● **STATED EXERCISE A**:
Answer the following questions using the passage on fugitive methane emissions:
(i) What reason does the passage give for fugitive methane emissions being so much higher than the other emission types?
(ii) By which two columns does the function group the data before summing?
(iii) What does the comment say about setting colors by commodity?
● **STATED EXERCISE B**:
Set down the part of the passage on fugitive methane emissions that opens with the words containing "Following the findings" and closes with "every commodity examined.", copying it exactly.

[TEXT PASSAGE start]

Following the findings of the previous chart, this visualization demonstrates how diverse the fugitive methane emissions are in their sources relative to the other operational emission types. This diversity somewhat explains why fugitive methane emissions are so much higher than the rest; they are produced by nearly every commodity examined. 

In [None]:
def fugitive_emissions_by_commodity(df):
    # aggregate Emissions by commodity
    df = df.group_by(["year", "commodity"]).agg(
        pl.col(
            [
                "flaring_emissions_MtCO2",
                "venting_emissions_MtCO2",
                "own_fuel_use_emissions_MtCO2",
                "fugitive_methane_emissions_MtCO2e",
            ]
        ).sum()
    )

    # set colors by commodity - NOT WORKING YET
    # color_scale = alt.Scale(domain=
    #                         ['Oil & NGL',
    #                          'Natural Gas',
    #                          'Anthracite Coal',
    #                          'Bituminous Coal',
    #                          'Lignite Coal',
    #                          'Metallurgical Coal',
    #                          'Sub- Bituminous Coal',
    #                          'Thermal Coal',
    #                          'Cement'],
    #                         range=['red', 'orange', 'yellow', 'blue', 'green', 'indigo', 'violet','black', 'gray'])

[TEXT PASSAGE end]
[GIVEN INFORMATION start]

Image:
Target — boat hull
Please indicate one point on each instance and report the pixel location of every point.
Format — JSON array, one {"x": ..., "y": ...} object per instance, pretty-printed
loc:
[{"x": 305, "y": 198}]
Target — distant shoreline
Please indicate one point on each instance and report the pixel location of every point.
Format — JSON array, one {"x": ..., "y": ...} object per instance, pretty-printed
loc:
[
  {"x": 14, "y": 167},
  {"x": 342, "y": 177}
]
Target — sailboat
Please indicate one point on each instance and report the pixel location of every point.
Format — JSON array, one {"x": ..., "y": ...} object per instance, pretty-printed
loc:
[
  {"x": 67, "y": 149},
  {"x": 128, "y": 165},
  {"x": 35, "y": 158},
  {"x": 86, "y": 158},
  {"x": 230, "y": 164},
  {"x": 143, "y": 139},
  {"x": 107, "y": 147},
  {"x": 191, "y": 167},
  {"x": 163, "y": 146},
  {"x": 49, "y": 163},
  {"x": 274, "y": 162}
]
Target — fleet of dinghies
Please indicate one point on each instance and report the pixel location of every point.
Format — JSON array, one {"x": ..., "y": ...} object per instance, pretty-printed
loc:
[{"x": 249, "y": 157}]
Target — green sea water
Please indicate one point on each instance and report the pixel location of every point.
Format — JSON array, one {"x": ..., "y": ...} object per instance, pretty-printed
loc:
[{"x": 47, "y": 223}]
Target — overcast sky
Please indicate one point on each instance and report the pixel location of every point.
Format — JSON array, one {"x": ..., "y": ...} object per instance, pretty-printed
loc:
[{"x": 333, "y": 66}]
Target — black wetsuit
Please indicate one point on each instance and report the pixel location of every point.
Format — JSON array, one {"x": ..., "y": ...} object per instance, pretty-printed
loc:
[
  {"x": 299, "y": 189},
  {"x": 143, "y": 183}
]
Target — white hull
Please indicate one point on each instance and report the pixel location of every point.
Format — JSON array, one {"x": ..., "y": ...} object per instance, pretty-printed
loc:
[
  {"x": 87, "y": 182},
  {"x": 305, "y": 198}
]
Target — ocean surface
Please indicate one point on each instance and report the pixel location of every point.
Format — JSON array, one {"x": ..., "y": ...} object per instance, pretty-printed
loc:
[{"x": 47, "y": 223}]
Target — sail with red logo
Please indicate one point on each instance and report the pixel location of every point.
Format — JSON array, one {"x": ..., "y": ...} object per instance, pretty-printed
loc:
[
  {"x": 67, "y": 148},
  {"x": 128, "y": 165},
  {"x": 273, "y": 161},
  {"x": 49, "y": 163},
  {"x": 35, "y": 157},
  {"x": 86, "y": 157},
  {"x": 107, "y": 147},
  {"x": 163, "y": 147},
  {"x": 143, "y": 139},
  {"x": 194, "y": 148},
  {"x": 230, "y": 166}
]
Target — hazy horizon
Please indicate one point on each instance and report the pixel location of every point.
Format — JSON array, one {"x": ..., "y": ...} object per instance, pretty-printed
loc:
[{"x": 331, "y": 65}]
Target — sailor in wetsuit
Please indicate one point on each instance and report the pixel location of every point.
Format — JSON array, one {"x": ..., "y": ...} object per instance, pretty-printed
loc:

[GIVEN INFORMATION end]

● **OUTPUT A**:
(i) Their sources are diverse: nearly every commodity examined produces them.
(ii) "year" and "commodity"
(iii) It is not working yet.

● **OUTPUT B**:
Following the findings of the previous chart, this visualization demonstrates how diverse the fugitive methane emissions are in their sources relative to the other operational emission types. This diversity somewhat explains why fugitive methane emissions are so much higher than the rest; they are produced by nearly every commodity examined.